Stored records
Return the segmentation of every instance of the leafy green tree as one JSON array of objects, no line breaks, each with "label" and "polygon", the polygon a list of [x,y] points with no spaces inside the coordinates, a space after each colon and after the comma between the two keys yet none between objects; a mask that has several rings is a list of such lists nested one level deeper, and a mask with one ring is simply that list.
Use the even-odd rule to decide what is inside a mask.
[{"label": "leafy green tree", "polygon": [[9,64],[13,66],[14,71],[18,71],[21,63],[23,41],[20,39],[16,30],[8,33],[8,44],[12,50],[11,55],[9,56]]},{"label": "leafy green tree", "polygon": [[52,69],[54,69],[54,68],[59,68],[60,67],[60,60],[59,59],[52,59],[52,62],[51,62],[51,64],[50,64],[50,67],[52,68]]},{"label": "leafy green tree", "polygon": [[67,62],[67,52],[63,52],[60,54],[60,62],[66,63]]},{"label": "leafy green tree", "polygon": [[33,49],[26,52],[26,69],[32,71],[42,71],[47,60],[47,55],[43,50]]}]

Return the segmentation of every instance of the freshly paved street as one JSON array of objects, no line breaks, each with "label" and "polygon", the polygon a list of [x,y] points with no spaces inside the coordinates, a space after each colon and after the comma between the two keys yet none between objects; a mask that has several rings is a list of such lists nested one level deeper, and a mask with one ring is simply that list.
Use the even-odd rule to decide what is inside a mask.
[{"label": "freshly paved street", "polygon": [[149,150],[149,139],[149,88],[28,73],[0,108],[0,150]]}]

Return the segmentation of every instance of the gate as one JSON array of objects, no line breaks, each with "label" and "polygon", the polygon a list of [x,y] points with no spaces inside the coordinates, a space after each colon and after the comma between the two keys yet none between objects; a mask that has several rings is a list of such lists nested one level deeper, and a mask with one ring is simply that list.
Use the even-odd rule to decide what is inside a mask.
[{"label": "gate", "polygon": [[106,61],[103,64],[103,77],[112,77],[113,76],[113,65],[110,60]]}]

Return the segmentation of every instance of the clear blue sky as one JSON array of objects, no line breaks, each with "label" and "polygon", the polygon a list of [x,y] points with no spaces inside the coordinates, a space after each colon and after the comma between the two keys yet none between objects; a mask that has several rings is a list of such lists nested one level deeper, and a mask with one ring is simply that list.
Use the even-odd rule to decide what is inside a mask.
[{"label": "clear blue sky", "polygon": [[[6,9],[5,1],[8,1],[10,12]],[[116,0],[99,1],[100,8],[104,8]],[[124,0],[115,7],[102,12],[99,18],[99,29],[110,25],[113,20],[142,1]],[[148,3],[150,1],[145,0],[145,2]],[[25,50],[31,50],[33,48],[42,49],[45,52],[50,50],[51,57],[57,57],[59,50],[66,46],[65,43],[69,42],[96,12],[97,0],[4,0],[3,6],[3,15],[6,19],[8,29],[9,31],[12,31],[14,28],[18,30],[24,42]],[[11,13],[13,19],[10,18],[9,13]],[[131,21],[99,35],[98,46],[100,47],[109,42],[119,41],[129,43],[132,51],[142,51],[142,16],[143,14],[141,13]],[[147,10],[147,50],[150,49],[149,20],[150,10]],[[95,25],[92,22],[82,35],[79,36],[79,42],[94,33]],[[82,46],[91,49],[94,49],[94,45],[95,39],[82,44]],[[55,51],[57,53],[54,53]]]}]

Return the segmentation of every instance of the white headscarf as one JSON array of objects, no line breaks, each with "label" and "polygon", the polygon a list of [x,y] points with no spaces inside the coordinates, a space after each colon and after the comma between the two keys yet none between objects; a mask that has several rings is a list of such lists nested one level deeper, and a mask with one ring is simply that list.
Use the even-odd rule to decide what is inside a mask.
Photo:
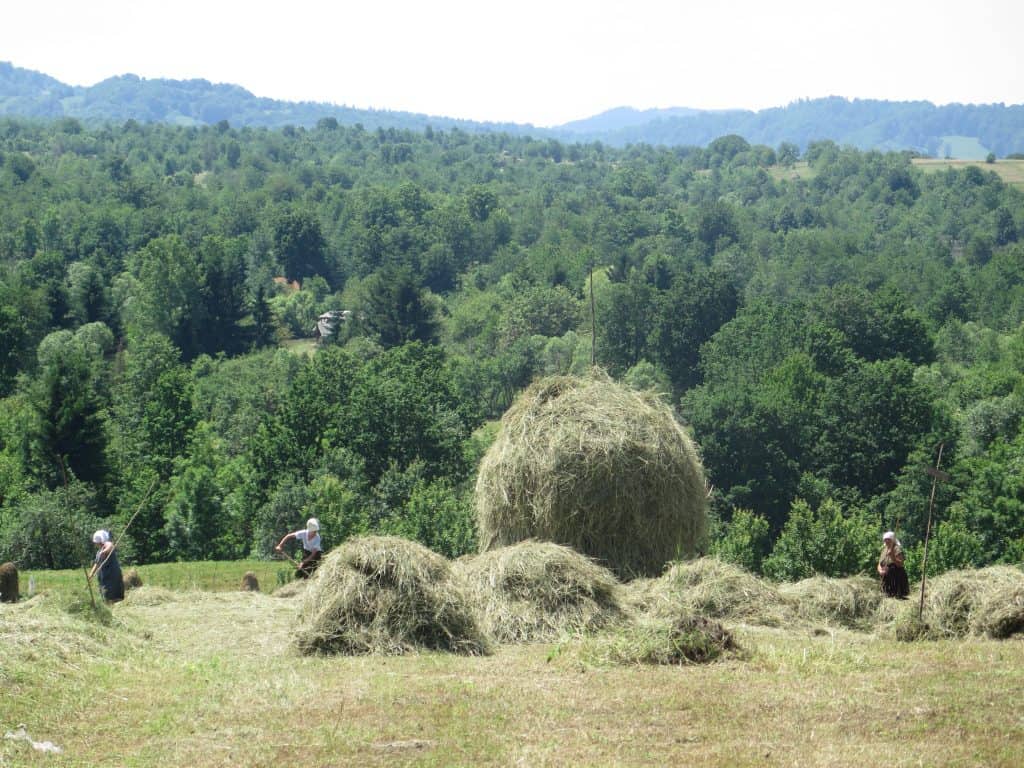
[{"label": "white headscarf", "polygon": [[310,535],[318,533],[320,531],[320,521],[315,517],[309,518],[309,520],[306,521],[306,531]]},{"label": "white headscarf", "polygon": [[900,549],[903,548],[903,545],[900,544],[900,540],[896,538],[896,534],[893,531],[886,531],[882,534],[882,542],[884,543],[887,539],[892,539],[896,542],[897,547],[899,547]]},{"label": "white headscarf", "polygon": [[102,528],[92,535],[93,544],[106,544],[108,541],[110,541],[110,532],[104,531]]}]

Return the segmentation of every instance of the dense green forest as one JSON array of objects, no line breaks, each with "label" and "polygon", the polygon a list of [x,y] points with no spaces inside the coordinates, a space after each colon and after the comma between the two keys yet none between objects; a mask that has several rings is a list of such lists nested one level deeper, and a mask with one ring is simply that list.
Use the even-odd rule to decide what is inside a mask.
[{"label": "dense green forest", "polygon": [[[561,126],[483,123],[410,112],[357,109],[337,104],[287,102],[260,98],[237,85],[206,80],[111,77],[89,87],[70,86],[40,72],[0,62],[0,116],[58,119],[73,117],[87,125],[136,120],[181,126],[314,128],[321,121],[367,129],[423,131],[458,128],[468,133],[503,132],[539,139],[630,144],[706,146],[736,134],[748,142],[801,149],[831,139],[860,149],[912,150],[930,157],[982,159],[1024,153],[1024,105],[894,102],[829,97],[803,99],[758,112],[743,109],[700,110],[685,107],[610,109]],[[965,154],[966,152],[966,154]]]},{"label": "dense green forest", "polygon": [[723,558],[852,573],[896,528],[919,568],[940,444],[930,569],[1024,556],[1024,197],[985,165],[7,118],[0,201],[0,560],[136,510],[140,562],[311,515],[470,551],[494,420],[592,354],[692,426]]}]

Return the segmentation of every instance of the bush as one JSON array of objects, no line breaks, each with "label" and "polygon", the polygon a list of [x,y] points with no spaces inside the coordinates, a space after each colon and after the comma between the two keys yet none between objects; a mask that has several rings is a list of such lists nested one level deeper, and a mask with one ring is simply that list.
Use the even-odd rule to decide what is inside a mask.
[{"label": "bush", "polygon": [[711,543],[711,555],[751,573],[760,573],[768,551],[768,521],[746,509],[733,512],[721,538]]},{"label": "bush", "polygon": [[875,562],[877,537],[875,525],[863,510],[844,514],[832,500],[815,510],[798,499],[764,561],[764,573],[779,581],[799,581],[815,574],[840,577],[863,573]]}]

What you have to do:
Starting at the line with "Return the segmentation of every instance of the bush", retype each line through the final one in the data above, unchanged and with nothing added.

Answer to this problem:
Return the segmentation of every instance of the bush as one JSON array of objects, no line breaks, each with "label" and "polygon", the polygon a list of [x,y] points with no spaces inside the coordinates, a space after each colon and after the comma between the two keys yet none between objects; a mask that has several rings is a list of such lists nested one level deeper, and a mask with one ring is simply that list.
Use the even-odd rule to decide what is inside a mask.
[{"label": "bush", "polygon": [[711,543],[711,555],[751,573],[760,573],[768,551],[768,521],[746,509],[733,512],[721,538]]},{"label": "bush", "polygon": [[875,562],[877,537],[875,525],[863,510],[844,514],[832,500],[815,510],[798,499],[764,561],[764,573],[779,581],[799,581],[815,574],[840,577],[863,573]]}]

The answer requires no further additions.